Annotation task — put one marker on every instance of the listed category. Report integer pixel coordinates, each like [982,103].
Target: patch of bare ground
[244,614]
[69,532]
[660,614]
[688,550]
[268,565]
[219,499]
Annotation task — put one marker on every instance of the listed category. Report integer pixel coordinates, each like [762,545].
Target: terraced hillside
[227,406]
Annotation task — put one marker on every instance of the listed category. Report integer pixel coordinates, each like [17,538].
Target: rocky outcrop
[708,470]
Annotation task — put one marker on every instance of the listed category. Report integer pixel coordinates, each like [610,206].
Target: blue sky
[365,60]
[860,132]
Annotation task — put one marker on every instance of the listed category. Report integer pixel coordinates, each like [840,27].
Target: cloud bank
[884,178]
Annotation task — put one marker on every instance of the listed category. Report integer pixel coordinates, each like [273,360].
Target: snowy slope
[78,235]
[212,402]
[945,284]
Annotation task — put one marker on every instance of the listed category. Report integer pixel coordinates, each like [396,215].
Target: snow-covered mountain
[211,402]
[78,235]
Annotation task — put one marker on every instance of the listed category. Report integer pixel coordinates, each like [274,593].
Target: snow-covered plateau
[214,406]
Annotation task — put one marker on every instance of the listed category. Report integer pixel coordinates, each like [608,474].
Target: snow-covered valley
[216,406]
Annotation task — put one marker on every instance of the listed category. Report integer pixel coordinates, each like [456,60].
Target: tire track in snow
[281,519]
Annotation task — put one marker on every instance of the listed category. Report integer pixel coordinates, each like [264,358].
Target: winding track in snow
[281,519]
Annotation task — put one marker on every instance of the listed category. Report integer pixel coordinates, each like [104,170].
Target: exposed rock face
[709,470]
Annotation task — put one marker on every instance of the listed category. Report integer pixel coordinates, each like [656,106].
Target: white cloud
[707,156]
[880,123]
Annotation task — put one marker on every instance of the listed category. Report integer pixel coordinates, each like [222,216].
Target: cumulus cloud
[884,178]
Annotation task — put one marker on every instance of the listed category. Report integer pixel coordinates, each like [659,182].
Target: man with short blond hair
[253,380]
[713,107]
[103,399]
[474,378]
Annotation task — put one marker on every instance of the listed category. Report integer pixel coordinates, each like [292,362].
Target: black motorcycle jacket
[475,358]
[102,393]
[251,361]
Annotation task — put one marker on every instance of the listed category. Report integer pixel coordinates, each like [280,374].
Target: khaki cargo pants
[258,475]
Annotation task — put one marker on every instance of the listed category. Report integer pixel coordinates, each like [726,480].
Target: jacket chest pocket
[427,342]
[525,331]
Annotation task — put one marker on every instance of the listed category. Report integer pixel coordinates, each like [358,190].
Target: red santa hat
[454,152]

** PROBLEM STATEMENT **
Type out all of the material again, word for word.

** ANSWER FOR THE TASK **
Annotation task — put one marker on every instance of the listed category. Report integer pixel coordinates, each like [982,103].
Target: patch of bare ground
[244,614]
[69,532]
[660,614]
[688,550]
[268,565]
[219,499]
Annotation task — put one marker on every instance of the listed category. Report integer pixel coordinates, each like [762,545].
Target: terraced hillside
[227,406]
Annotation task — put one marker on every instance of the listed category. Report integer pixel coordinates, each like [17,538].
Target: rocky outcrop
[708,470]
Annotation task — put one marker on every instance of the listed category. Report integer pixel coordinates, each like [610,206].
Target: blue sky
[365,60]
[860,132]
Annotation task — put one marker on every instance of the listed category. Report integer pixel coordinates, each like [840,27].
Target: cloud bank
[884,178]
Annotation task — put one marker on every instance of the listed category. Report integer pixel coordinates, each like [273,360].
Target: snowy slope
[78,235]
[212,402]
[945,284]
Annotation task — put one marker on every instance of the listed category. Report integer pixel coordinates, each like [396,215].
Target: snow-covered mountain
[211,402]
[78,235]
Annotation task — put one marker on every instance of the listed category. Report integer pixel coordinates, each like [274,593].
Target: snow-covered plateau
[214,406]
Annotation task — put one marker on every instance of the listed category. Report integer pixel coordinates, each like [608,474].
Target: snow-covered valley
[216,406]
Annotation task — put one marker on every instance of the listed category. Report integer pixel coordinates, each like [456,60].
Target: tire track in snow
[281,519]
Annotation task — put one marker on every instance of the listed category. Report integer pixel coordinates, each like [264,358].
Target: winding track in snow
[281,519]
Annotation task — put one marker on every instance of the listed category. Report integer pixel coordinates, each like [104,170].
Target: exposed rock face
[709,470]
Annotation task — put one marker on every instance of the listed category. Report integer pixel coordinates, each like [656,106].
Target: white cloud
[707,156]
[880,123]
Annotation task — put one marker on every instance of the listed category. Report integer pixel coordinates, each like [222,216].
Target: cumulus cloud
[884,178]
Annotation task — put one marker on every instance of the listed category. Report integer pixel coordinates, each like [659,182].
Target: man with short blond hair
[253,380]
[713,107]
[103,399]
[474,378]
Annotation task — put one marker on every instance of the listed category. Report integer pixel coordinates, each like [292,362].
Target: black motorcycle jacket
[475,358]
[102,393]
[251,361]
Annotation task — put one marker on every instance of the listed category. Report integer pixel coordinates, each like [280,374].
Target: khaki cargo pants
[258,475]
Annotation task — put one marker on every instance of the listed category. Report integer pixel coordinates, each like [726,480].
Target: jacket chest pocket
[427,342]
[525,331]
Annotation task — put one marker on every instance of the listed category. Report integer pixel coordinates, each like [358,190].
Target: red santa hat
[454,152]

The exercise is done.